Exercise objective:
Every line below that holds the word "white" must be listed.
╔══
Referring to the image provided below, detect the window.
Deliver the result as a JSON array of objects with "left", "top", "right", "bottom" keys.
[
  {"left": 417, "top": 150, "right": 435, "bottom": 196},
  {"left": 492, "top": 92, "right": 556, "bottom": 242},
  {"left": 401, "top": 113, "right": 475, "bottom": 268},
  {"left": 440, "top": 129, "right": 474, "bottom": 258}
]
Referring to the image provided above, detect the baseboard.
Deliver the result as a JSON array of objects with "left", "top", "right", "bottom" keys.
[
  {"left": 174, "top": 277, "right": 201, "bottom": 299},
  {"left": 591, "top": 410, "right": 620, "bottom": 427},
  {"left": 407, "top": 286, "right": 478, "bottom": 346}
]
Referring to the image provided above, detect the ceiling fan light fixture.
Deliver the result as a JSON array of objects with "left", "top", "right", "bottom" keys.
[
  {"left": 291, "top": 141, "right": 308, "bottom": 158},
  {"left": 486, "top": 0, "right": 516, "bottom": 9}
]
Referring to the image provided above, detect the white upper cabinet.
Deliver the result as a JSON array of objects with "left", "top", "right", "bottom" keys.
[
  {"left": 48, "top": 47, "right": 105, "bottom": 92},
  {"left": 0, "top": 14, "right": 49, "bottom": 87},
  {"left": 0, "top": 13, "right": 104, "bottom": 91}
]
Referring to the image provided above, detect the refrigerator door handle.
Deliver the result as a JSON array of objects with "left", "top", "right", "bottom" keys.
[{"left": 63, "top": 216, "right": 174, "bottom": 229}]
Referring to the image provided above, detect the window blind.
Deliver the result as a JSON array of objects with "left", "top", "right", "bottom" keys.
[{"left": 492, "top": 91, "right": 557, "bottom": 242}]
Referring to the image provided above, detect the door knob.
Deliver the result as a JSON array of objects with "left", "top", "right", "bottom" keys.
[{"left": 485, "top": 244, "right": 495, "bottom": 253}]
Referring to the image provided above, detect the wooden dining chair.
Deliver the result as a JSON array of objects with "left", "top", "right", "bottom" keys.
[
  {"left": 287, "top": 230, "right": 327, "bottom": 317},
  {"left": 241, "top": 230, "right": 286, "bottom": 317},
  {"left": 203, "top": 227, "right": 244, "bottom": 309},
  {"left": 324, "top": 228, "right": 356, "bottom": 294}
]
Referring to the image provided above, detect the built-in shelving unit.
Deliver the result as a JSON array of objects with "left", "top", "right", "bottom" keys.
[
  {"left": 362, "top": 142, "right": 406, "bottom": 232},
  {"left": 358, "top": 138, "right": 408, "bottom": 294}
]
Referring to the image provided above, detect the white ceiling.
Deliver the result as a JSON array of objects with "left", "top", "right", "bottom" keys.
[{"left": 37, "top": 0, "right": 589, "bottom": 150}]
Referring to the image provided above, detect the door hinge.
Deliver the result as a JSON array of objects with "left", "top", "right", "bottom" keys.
╚══
Answer to this task:
Referring to the image provided above, detect the white upper cabinet.
Referring to the image provided above, detect the white ceiling.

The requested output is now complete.